### [Try it]
Please repeat the records below exactly, skipping any pictures.

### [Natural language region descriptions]
§ §
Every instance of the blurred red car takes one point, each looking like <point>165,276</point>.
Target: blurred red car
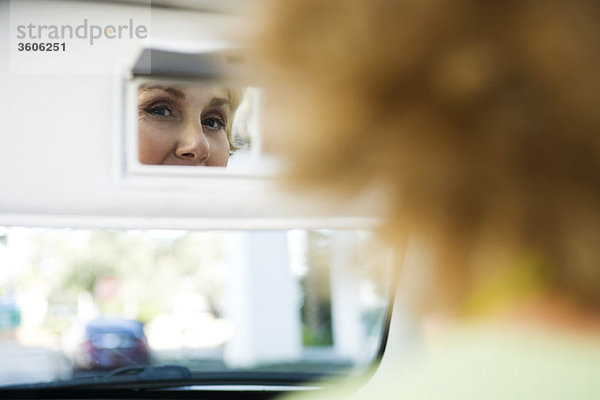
<point>111,343</point>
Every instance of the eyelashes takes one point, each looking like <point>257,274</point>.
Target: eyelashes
<point>214,123</point>
<point>164,111</point>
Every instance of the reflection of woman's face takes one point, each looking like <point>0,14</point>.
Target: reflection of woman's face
<point>183,125</point>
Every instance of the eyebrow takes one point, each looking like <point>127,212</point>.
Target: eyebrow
<point>218,102</point>
<point>176,93</point>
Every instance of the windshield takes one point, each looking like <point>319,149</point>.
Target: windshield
<point>84,302</point>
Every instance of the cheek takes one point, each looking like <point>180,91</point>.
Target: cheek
<point>219,153</point>
<point>154,145</point>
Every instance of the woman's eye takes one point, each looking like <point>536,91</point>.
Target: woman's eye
<point>213,123</point>
<point>161,111</point>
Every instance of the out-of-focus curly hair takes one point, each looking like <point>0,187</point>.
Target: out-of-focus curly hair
<point>480,118</point>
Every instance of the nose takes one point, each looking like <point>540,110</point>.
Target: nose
<point>193,146</point>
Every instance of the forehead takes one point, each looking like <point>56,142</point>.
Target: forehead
<point>189,93</point>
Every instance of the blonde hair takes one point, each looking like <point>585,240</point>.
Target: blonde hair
<point>480,118</point>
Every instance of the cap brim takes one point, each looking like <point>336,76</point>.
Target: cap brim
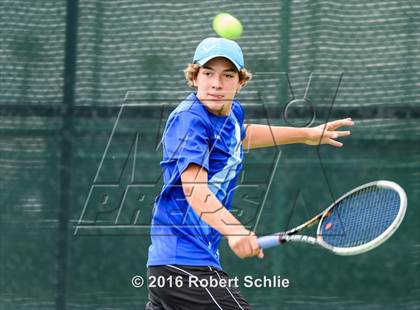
<point>206,59</point>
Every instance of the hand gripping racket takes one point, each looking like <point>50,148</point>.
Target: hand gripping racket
<point>357,222</point>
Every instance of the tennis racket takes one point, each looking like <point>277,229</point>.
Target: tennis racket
<point>357,222</point>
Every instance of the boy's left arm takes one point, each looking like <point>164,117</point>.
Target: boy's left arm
<point>258,136</point>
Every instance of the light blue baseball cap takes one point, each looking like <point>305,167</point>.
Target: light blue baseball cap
<point>219,47</point>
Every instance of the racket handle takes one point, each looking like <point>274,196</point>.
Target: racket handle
<point>268,241</point>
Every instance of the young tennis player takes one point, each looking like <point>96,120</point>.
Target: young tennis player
<point>202,158</point>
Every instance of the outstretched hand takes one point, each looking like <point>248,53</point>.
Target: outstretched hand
<point>327,133</point>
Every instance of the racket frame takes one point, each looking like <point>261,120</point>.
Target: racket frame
<point>379,239</point>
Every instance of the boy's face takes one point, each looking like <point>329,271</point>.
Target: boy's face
<point>217,83</point>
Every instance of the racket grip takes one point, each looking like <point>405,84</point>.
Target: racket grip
<point>268,241</point>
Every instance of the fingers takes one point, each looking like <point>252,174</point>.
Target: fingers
<point>338,134</point>
<point>334,143</point>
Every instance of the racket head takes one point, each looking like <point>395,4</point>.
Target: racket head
<point>363,218</point>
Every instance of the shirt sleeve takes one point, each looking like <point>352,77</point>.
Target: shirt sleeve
<point>186,141</point>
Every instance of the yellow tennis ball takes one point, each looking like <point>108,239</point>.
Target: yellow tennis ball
<point>227,26</point>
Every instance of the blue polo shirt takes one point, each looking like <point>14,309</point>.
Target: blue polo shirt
<point>194,135</point>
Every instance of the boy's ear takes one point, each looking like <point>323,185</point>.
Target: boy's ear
<point>239,88</point>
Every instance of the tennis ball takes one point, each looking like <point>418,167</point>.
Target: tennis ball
<point>227,26</point>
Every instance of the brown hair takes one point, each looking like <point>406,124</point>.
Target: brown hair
<point>191,72</point>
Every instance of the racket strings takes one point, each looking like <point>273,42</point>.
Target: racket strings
<point>360,217</point>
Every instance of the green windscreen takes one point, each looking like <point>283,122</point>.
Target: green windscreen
<point>86,87</point>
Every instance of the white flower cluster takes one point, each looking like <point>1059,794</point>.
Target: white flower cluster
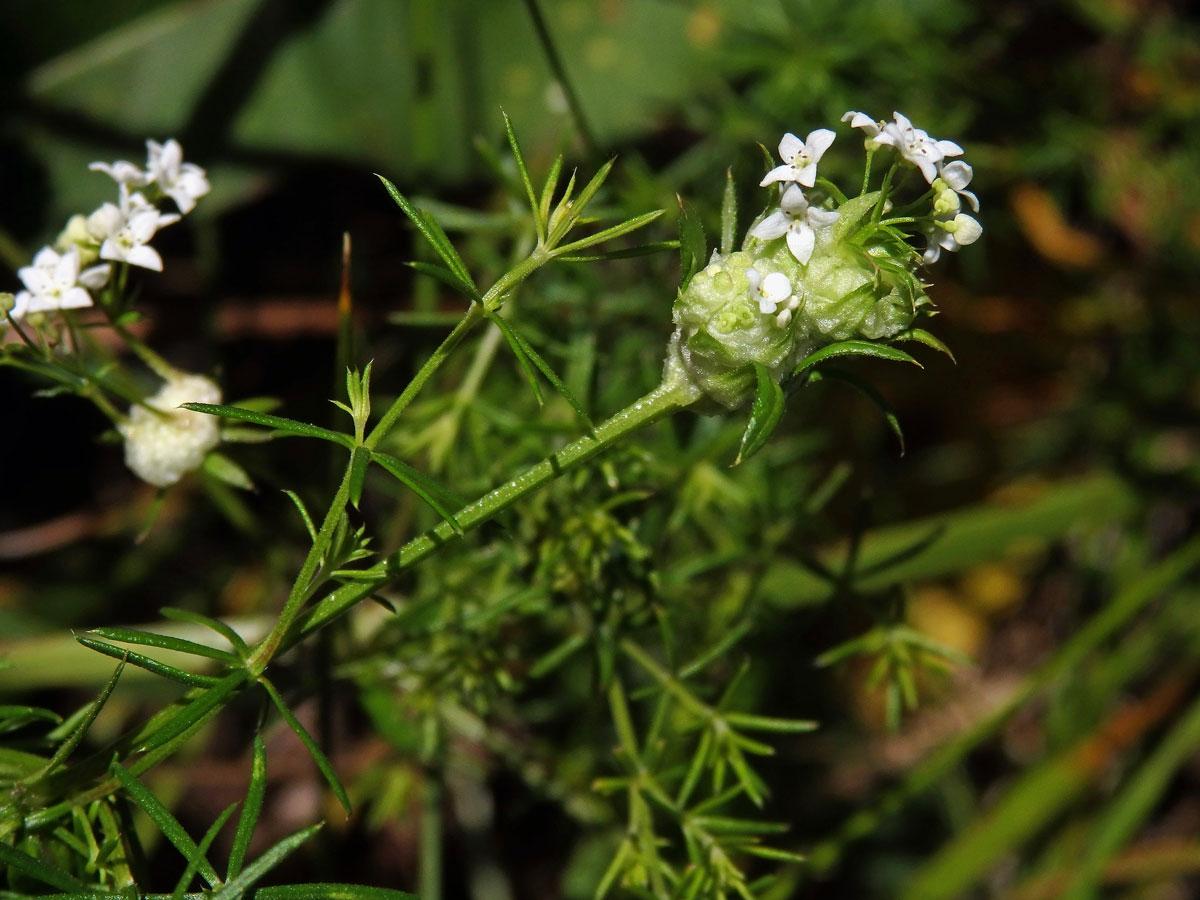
<point>951,228</point>
<point>117,232</point>
<point>162,442</point>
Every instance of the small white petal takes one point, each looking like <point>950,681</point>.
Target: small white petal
<point>772,227</point>
<point>801,241</point>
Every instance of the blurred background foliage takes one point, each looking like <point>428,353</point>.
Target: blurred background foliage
<point>1042,521</point>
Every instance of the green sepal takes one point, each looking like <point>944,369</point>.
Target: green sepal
<point>359,463</point>
<point>691,244</point>
<point>765,414</point>
<point>853,348</point>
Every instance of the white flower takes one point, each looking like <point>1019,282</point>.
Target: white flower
<point>916,145</point>
<point>124,232</point>
<point>799,157</point>
<point>183,181</point>
<point>160,449</point>
<point>54,282</point>
<point>796,219</point>
<point>769,291</point>
<point>124,173</point>
<point>862,120</point>
<point>954,178</point>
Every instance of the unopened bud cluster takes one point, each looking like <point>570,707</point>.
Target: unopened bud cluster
<point>817,269</point>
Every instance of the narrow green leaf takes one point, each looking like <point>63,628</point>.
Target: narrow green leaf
<point>868,390</point>
<point>922,336</point>
<point>729,215</point>
<point>853,348</point>
<point>318,755</point>
<point>226,631</point>
<point>691,244</point>
<point>765,414</point>
<point>641,250</point>
<point>18,861</point>
<point>445,276</point>
<point>167,823</point>
<point>304,514</point>
<point>432,232</point>
<point>225,469</point>
<point>522,357</point>
<point>196,711</point>
<point>330,892</point>
<point>69,745</point>
<point>147,663</point>
<point>359,463</point>
<point>592,186</point>
<point>251,809</point>
<point>526,181</point>
<point>288,426</point>
<point>423,486</point>
<point>610,233</point>
<point>166,642</point>
<point>237,888</point>
<point>551,376</point>
<point>203,849</point>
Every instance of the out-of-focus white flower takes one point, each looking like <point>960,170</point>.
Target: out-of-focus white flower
<point>870,126</point>
<point>162,447</point>
<point>54,282</point>
<point>799,157</point>
<point>183,181</point>
<point>769,291</point>
<point>124,173</point>
<point>916,145</point>
<point>124,232</point>
<point>799,221</point>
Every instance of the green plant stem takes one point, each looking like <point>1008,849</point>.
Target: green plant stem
<point>664,400</point>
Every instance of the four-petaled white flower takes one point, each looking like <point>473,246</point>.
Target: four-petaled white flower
<point>916,145</point>
<point>54,282</point>
<point>124,232</point>
<point>799,221</point>
<point>163,443</point>
<point>870,126</point>
<point>769,291</point>
<point>183,181</point>
<point>799,157</point>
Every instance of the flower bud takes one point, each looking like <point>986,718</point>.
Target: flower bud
<point>161,447</point>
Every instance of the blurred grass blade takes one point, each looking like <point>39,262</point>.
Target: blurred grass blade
<point>729,215</point>
<point>288,426</point>
<point>251,809</point>
<point>423,486</point>
<point>17,861</point>
<point>203,849</point>
<point>150,665</point>
<point>1127,813</point>
<point>166,642</point>
<point>67,747</point>
<point>853,348</point>
<point>765,414</point>
<point>318,755</point>
<point>237,888</point>
<point>167,823</point>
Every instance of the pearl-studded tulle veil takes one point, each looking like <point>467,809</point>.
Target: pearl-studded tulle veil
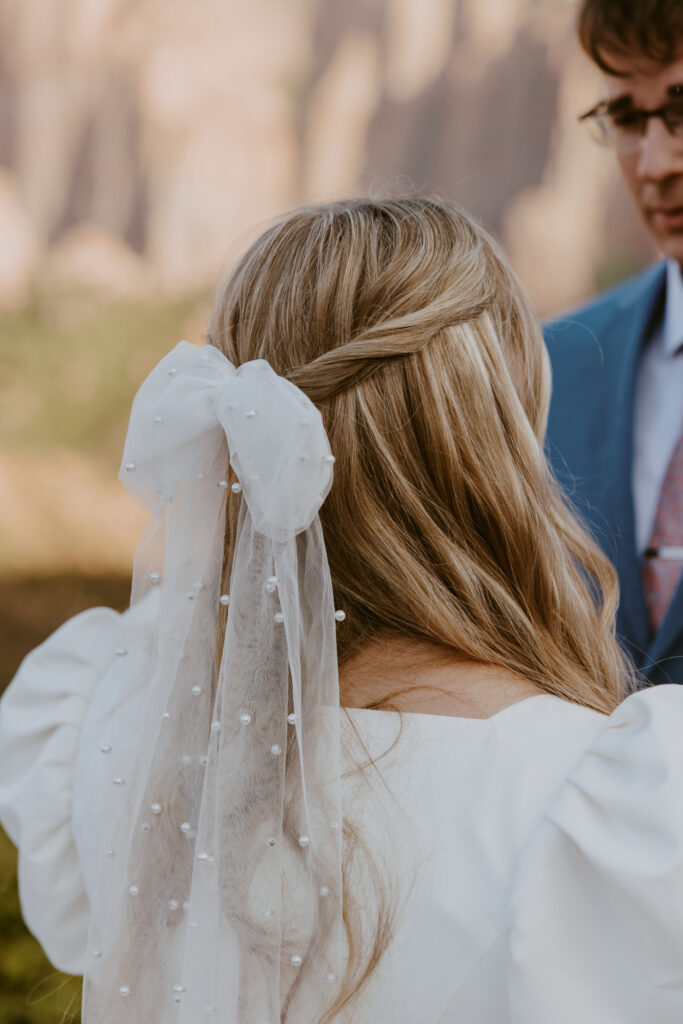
<point>218,889</point>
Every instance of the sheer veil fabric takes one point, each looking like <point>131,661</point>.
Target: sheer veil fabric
<point>218,890</point>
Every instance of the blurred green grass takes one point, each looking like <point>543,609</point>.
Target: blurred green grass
<point>70,369</point>
<point>69,372</point>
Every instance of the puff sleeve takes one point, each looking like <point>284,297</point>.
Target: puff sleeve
<point>41,717</point>
<point>597,904</point>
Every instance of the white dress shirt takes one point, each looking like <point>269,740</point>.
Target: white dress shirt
<point>658,413</point>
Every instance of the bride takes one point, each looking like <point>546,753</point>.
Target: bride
<point>385,765</point>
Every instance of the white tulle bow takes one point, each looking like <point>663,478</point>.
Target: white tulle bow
§ §
### [Result of the task]
Every instance of the blurred red car takes one point, each looking like <point>165,276</point>.
Target: blurred red car
<point>111,343</point>
Every instance of the eyelashes takes one point, each looking like <point>257,274</point>.
Target: eyelashes
<point>214,123</point>
<point>164,111</point>
Every instance of the reflection of woman's face takes one point, each looking like <point>0,14</point>.
Target: reflection of woman's face
<point>183,125</point>
Every instance of the eyebrow takes one point, each looking like <point>127,212</point>.
Target: eyebrow
<point>218,102</point>
<point>176,93</point>
Every instance of the windshield takes one point, each looking like <point>319,149</point>.
Target: windshield
<point>84,302</point>
Every instance of the cheek takes one point, each looking like <point>180,91</point>.
Target: cheek
<point>219,153</point>
<point>154,145</point>
Every instance of the woman's eye takes one point, each looking like <point>536,91</point>.
Target: woman's eye
<point>213,123</point>
<point>161,111</point>
Every instance of the out-of-focus curly hair takes one point, each looking like <point>0,187</point>.
Target: out-of-focus curly hair
<point>480,118</point>
Every instance of the nose takes one point, each looking like <point>540,110</point>.
Target: nose
<point>193,146</point>
Every instance of the forehead takes one point, each looking like <point>56,142</point>.
Target: forehead
<point>189,93</point>
Every instance of the blonde hair takes one point, each looking like <point>585,240</point>.
Target: blonde hair
<point>480,118</point>
Every instance of the cap brim takes one point, each looking like <point>336,76</point>.
Target: cap brim
<point>206,59</point>
Every instance of the hand gripping racket takes one point, each looking like <point>50,148</point>.
Target: hand gripping racket
<point>357,222</point>
Every instance of the tennis racket takes one point, each looking like <point>277,229</point>.
Target: tennis racket
<point>357,222</point>
Every instance of the boy's left arm takes one point, each looking like <point>164,117</point>.
Target: boy's left arm
<point>258,136</point>
Every instance of the light blue baseball cap takes one point, each looking like <point>305,167</point>.
Target: light blue baseball cap
<point>219,47</point>
Every instance of the racket handle takes one point, each looking like <point>274,196</point>.
Target: racket handle
<point>268,241</point>
Every instance of the young tennis player takes one point, each looking like <point>96,120</point>.
Target: young tennis player
<point>202,158</point>
Every instance of the outstretched hand takes one point, each looking like <point>248,53</point>.
Target: outstretched hand
<point>327,133</point>
Every instance of the racket frame takes one point, each looking like <point>261,120</point>.
Target: racket frame
<point>379,239</point>
Every instance of the boy's face takes one point, each looking like <point>329,271</point>.
Target: boy's face
<point>217,83</point>
Every instance of the racket grip takes one point, each looking like <point>405,84</point>.
Target: racket grip
<point>268,241</point>
Every instance of the fingers takes one point, each looking like <point>252,174</point>.
Target: fingers
<point>338,134</point>
<point>334,143</point>
Every instance of the racket head takes one point, each looking like <point>395,4</point>.
Target: racket head
<point>363,218</point>
Every instance of the shirt sleeve takes one point, each looking like <point>352,77</point>.
Target: shirt sleeve
<point>186,141</point>
Every instance of the yellow tennis ball takes one point, each looking like <point>108,239</point>.
Target: yellow tennis ball
<point>227,26</point>
Every instance of the blue polo shirt takes one point, each looking like <point>14,309</point>.
Target: blue polo shirt
<point>194,135</point>
Every instance of the boy's ear takes one point, each looking like <point>323,185</point>.
Target: boy's ear
<point>239,88</point>
Every instance of the tennis ball takes one point, each looking like <point>418,167</point>.
Target: tennis ball
<point>227,26</point>
Every instance of the brown hair takes one point, each looking like <point>406,124</point>.
Target: brown hair
<point>191,72</point>
Every instance of the racket strings takes one point, each looking like <point>273,42</point>.
Target: racket strings
<point>360,217</point>
Every instance of the green windscreen takes one point, each looking like <point>283,122</point>.
Target: green windscreen
<point>86,87</point>
Every instance of the white flower cluster takes one point, each looking like <point>1059,794</point>.
Target: white flower cluster
<point>951,228</point>
<point>117,232</point>
<point>162,442</point>
Every instance of the small white petal takes one point, each looking like <point>950,681</point>.
Target: small white petal
<point>772,227</point>
<point>801,241</point>
Every instance of the blurred background foliage takes one point, each looking like <point>428,353</point>.
Target: blurred background foliage
<point>1042,521</point>
Every instance of the green sepal takes one point, each looking like <point>944,369</point>.
Target: green sepal
<point>359,463</point>
<point>691,244</point>
<point>765,414</point>
<point>853,348</point>
Every instance of the white flower takes one point, each looking like <point>1019,282</point>.
Target: white flower
<point>916,145</point>
<point>124,232</point>
<point>799,157</point>
<point>183,181</point>
<point>160,449</point>
<point>54,282</point>
<point>796,219</point>
<point>769,291</point>
<point>124,173</point>
<point>862,120</point>
<point>954,178</point>
Every instance of the unopened bud cluster takes one point, each looking like <point>570,707</point>.
Target: unopened bud cluster
<point>817,269</point>
Every instance of the narrow green leaf takes one point, each looking like <point>63,628</point>.
Target: narrow green leaf
<point>868,390</point>
<point>922,336</point>
<point>729,215</point>
<point>853,348</point>
<point>318,755</point>
<point>226,631</point>
<point>691,244</point>
<point>765,414</point>
<point>641,250</point>
<point>18,861</point>
<point>445,276</point>
<point>167,823</point>
<point>304,514</point>
<point>432,232</point>
<point>225,469</point>
<point>522,357</point>
<point>196,711</point>
<point>330,892</point>
<point>69,745</point>
<point>147,663</point>
<point>359,463</point>
<point>592,186</point>
<point>251,809</point>
<point>526,181</point>
<point>288,426</point>
<point>423,486</point>
<point>610,233</point>
<point>166,642</point>
<point>237,888</point>
<point>551,376</point>
<point>203,849</point>
Every instance of the out-of-focus white flower takes one point, each looking like <point>960,170</point>.
Target: out-of-focus white flower
<point>870,126</point>
<point>162,447</point>
<point>54,282</point>
<point>799,157</point>
<point>183,181</point>
<point>769,291</point>
<point>124,173</point>
<point>916,145</point>
<point>124,232</point>
<point>799,221</point>
Every instance of the green plant stem takes one point, each looking like <point>1008,849</point>.
Target: green plant stem
<point>664,400</point>
Every instance of the four-petaled white flower takes one point, each looking like <point>473,246</point>.
Target: four-petaled white flower
<point>916,145</point>
<point>54,282</point>
<point>124,232</point>
<point>799,221</point>
<point>163,443</point>
<point>870,126</point>
<point>769,291</point>
<point>183,181</point>
<point>799,157</point>
Every instance of the flower bud takes one point, each looking like <point>986,718</point>.
Target: flower bud
<point>161,447</point>
Every instance of the blurred grass blade takes one point, each looking like <point>39,262</point>.
Target: blurred grass blade
<point>729,215</point>
<point>288,426</point>
<point>251,809</point>
<point>423,486</point>
<point>17,861</point>
<point>203,849</point>
<point>150,665</point>
<point>1127,813</point>
<point>166,642</point>
<point>67,747</point>
<point>853,348</point>
<point>765,414</point>
<point>318,755</point>
<point>237,888</point>
<point>167,823</point>
Every instance of the pearl-studded tulle veil takes one point, each looking like <point>467,809</point>.
Target: pearl-studded tulle veil
<point>218,889</point>
Every instance of the sheer veil fabric takes one point, each looking like <point>131,661</point>.
Target: sheer veil fabric
<point>218,890</point>
Every instance of the blurred green grass takes one point, each looking like <point>543,609</point>.
Target: blurred green grass
<point>70,369</point>
<point>69,372</point>
Every instance of the puff sleeve takes one point, each looking like <point>284,297</point>.
Target: puff sleeve
<point>41,717</point>
<point>597,904</point>
Every instance of the white dress shirt takes one point, each looking like <point>269,740</point>.
Target: white dress shirt
<point>658,413</point>
Every instance of the bride takes one point, each looking like <point>546,753</point>.
Target: bride
<point>385,765</point>
Every instance of the white tulle bow takes one point, each looking like <point>663,478</point>.
Target: white tulle bow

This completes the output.